In [None]:
import transformers

Domain Adaptation starts here:
Drawn fully from Hugging Face's course: https://huggingface.co/course/chapter7/3?fw=pt

In [None]:
###working here with the not cleaned text for DistilBERT comparison
with open("Sun_Also_Rises.txt") as file_object:
  text2 = file_object.read()

print('The text has {:,} separate items'.format(len(text2)))


In [None]:
first_half2 = text2[:91462]
second_half2 = text2[91463:]

In [None]:
f = open("first_half_unclean.txt", "w")
f.write(str(first_half2))
f.close()

In [None]:
### For the pre-training of DistilBert, let's get the first half into a column format
test=text2.split()

In [None]:
n = 5
# using list comprehension
result = [test[i:i + n] for i in range(0, len(test), n)]
print(result)

In [None]:
### Also clean up commas and add a "text" column heading
import csv
with open("SAR_unclean.csv", "w") as f:
    wr = csv.writer(f)
    wr.writerows(result)

In [None]:
from transformers import AutoModelForMaskedLM

model_checkpoint = "distilbert-base-uncased"

_Raw records_
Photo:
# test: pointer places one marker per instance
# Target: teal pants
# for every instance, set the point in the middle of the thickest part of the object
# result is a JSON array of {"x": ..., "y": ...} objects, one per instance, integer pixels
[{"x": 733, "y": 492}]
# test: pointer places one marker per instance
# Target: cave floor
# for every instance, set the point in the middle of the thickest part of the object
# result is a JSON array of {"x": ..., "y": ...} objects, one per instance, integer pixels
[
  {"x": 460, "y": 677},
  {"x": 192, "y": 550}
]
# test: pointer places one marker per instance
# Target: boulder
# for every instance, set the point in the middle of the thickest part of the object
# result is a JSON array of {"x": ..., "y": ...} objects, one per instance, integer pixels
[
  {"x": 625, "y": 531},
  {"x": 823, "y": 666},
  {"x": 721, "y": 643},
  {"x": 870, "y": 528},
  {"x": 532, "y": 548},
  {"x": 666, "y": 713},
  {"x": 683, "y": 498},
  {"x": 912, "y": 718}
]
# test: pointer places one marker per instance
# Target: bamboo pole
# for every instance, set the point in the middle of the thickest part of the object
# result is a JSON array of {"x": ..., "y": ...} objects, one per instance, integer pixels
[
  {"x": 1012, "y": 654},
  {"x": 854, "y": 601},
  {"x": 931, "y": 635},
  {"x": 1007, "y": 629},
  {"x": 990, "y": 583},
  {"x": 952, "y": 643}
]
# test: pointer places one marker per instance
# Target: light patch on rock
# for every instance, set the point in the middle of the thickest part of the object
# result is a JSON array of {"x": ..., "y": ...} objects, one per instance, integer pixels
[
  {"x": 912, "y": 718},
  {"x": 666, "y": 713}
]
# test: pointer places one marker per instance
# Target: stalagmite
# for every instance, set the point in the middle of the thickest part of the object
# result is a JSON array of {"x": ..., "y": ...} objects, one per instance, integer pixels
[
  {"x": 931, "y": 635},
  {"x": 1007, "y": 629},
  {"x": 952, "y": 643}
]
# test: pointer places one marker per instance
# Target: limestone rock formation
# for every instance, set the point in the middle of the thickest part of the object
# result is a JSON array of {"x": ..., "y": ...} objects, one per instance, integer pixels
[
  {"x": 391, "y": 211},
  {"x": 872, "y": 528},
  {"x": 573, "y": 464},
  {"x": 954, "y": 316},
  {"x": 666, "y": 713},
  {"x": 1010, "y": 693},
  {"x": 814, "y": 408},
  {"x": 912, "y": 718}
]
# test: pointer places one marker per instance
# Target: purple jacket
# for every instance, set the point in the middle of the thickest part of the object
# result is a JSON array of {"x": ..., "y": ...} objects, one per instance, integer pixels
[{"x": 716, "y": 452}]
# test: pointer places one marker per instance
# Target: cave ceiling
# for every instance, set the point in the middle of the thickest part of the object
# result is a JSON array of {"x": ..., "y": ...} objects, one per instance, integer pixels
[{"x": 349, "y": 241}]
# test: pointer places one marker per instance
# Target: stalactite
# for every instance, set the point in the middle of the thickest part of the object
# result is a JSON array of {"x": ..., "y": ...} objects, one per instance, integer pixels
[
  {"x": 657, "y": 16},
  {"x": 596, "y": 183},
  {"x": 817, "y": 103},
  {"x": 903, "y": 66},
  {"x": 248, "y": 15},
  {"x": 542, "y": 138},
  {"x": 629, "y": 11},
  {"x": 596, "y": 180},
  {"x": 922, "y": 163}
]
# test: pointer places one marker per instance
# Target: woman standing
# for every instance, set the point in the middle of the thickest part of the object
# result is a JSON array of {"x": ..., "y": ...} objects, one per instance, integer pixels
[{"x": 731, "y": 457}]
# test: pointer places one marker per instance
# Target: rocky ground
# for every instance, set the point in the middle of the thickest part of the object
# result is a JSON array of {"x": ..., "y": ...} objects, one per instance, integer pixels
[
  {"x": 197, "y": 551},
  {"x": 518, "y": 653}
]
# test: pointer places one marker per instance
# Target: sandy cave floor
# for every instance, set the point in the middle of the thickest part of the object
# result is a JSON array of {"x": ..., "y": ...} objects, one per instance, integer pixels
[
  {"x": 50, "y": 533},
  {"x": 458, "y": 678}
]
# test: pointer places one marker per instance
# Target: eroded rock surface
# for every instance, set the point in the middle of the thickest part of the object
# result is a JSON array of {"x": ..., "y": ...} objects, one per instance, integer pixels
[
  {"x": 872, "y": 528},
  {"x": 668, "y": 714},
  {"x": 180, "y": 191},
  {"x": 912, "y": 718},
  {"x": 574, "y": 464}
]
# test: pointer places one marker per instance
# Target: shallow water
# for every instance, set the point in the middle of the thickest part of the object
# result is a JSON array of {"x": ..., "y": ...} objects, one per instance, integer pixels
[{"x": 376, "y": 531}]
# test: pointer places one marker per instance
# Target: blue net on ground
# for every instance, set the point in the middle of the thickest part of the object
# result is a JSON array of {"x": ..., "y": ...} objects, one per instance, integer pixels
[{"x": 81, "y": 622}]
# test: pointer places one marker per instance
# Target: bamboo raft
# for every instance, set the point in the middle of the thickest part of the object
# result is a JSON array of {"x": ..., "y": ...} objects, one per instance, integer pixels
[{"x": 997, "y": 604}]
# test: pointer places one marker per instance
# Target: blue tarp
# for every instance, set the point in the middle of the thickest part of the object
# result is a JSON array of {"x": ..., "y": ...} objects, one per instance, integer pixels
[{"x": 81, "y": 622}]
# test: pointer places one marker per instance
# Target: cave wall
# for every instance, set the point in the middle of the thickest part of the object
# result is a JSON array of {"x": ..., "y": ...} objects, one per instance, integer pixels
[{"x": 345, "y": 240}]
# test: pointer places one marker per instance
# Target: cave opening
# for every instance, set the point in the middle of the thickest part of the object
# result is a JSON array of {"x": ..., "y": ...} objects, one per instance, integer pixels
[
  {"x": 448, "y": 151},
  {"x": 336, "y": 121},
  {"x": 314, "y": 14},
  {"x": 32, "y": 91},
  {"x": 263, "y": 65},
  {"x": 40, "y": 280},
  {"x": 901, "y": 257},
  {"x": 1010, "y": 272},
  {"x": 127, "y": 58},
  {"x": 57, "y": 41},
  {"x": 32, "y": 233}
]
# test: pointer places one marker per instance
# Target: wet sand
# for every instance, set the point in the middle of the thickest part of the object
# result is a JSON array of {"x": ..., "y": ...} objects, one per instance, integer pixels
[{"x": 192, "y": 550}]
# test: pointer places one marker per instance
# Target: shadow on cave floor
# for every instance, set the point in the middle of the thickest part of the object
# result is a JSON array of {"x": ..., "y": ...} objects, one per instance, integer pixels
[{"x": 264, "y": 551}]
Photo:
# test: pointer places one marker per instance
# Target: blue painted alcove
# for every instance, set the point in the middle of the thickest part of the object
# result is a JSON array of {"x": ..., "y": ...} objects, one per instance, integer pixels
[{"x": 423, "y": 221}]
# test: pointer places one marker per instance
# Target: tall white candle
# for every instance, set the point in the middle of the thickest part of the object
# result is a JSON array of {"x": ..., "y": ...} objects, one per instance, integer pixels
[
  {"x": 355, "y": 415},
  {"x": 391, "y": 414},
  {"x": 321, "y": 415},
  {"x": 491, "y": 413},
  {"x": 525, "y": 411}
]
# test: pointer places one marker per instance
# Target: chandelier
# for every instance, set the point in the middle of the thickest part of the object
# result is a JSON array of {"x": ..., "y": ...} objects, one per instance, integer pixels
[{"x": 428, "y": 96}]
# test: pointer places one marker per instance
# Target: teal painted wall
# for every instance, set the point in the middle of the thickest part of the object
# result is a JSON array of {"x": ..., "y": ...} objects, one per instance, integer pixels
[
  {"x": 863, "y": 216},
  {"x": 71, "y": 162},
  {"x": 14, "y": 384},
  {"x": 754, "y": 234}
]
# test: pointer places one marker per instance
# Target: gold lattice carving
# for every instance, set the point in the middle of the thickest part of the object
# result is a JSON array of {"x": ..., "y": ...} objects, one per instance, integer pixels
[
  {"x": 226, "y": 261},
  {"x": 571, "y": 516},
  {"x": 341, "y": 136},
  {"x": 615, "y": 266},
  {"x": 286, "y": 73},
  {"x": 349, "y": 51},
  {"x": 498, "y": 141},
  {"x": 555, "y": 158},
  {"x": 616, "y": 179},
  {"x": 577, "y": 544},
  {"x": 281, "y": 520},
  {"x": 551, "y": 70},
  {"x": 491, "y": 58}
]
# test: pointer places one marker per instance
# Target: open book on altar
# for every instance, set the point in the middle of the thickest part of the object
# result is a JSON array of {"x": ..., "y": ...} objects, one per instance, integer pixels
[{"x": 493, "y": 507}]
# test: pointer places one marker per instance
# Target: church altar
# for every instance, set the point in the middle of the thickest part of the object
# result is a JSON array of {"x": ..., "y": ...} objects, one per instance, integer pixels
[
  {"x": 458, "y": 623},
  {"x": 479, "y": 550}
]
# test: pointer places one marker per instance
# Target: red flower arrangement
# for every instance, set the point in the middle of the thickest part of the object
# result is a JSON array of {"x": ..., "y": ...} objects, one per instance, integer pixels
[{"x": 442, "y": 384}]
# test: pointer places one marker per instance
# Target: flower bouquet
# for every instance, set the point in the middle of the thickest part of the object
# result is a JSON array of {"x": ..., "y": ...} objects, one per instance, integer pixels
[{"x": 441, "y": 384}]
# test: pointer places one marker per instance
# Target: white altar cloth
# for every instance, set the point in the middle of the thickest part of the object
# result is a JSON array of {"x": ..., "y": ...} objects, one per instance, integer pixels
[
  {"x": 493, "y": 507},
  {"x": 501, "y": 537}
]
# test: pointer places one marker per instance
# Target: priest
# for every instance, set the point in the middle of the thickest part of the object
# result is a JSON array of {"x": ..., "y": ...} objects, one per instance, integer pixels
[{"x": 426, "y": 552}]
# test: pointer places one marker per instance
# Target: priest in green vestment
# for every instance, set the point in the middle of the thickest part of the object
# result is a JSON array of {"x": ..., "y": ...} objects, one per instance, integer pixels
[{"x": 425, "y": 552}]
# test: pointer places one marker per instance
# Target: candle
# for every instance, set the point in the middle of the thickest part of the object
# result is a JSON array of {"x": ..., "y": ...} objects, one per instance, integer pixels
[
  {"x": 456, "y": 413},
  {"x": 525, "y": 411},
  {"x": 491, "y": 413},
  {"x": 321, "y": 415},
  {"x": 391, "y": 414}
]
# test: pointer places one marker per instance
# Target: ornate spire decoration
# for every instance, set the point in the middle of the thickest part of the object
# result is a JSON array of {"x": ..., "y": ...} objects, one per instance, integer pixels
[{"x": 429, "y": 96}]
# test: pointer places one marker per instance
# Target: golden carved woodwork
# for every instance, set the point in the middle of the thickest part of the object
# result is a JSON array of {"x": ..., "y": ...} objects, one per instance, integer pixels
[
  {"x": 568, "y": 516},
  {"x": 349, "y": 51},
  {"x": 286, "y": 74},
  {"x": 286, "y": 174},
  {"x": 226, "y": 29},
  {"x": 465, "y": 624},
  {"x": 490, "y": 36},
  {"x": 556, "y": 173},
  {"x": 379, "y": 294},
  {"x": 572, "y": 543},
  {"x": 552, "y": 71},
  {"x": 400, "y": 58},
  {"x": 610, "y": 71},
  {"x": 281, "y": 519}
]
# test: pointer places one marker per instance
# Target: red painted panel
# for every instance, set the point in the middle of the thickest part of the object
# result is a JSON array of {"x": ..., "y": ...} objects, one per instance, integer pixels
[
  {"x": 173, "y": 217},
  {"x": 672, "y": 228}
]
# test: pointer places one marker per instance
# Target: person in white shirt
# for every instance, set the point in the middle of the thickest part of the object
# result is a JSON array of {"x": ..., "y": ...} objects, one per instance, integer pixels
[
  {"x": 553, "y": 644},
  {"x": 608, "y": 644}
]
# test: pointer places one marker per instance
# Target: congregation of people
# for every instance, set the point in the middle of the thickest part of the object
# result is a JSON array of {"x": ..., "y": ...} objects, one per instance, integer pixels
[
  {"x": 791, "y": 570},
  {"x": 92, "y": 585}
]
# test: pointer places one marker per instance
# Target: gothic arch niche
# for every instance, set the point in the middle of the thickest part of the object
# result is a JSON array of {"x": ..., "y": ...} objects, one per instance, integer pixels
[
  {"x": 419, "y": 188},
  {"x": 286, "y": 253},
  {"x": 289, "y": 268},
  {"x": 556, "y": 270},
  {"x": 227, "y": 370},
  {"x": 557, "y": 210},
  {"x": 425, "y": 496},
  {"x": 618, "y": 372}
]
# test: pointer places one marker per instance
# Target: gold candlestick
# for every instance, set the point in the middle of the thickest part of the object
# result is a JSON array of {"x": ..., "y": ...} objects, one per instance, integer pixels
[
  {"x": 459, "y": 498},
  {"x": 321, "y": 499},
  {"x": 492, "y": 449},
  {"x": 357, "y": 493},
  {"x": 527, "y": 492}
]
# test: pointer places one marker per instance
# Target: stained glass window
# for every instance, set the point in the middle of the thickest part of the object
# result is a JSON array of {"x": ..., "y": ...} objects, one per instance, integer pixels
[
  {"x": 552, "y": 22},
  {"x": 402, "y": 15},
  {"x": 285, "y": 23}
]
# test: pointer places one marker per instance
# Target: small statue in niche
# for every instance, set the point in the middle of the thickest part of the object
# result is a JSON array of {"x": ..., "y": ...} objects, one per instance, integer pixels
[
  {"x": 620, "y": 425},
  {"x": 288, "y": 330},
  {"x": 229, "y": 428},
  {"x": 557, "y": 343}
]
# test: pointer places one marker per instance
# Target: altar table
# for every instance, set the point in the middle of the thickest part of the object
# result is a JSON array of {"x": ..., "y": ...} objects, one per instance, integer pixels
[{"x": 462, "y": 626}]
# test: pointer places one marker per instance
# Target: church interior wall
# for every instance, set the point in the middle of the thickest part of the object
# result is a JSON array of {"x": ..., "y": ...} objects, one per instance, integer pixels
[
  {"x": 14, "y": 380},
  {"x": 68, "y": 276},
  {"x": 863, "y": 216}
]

_Goal 1_
List every file name that the notebook excerpt passes to open().
_Goal 2_
Retype the notebook excerpt from "f.write(str(first_half2))" up to and including "print(result)".
Nothing in the items is needed here.

_Correct result 1_
Sun_Also_Rises.txt
first_half_unclean.txt
SAR_unclean.csv

_Correct result 2_
f.write(str(first_half2))
f.close()

In [None]:
### For the pre-training of DistilBert, let's get the first half into a column format
test=text2.split()

In [None]:
n = 5
# using list comprehension
result = [test[i:i + n] for i in range(0, len(test), n)]
print(result)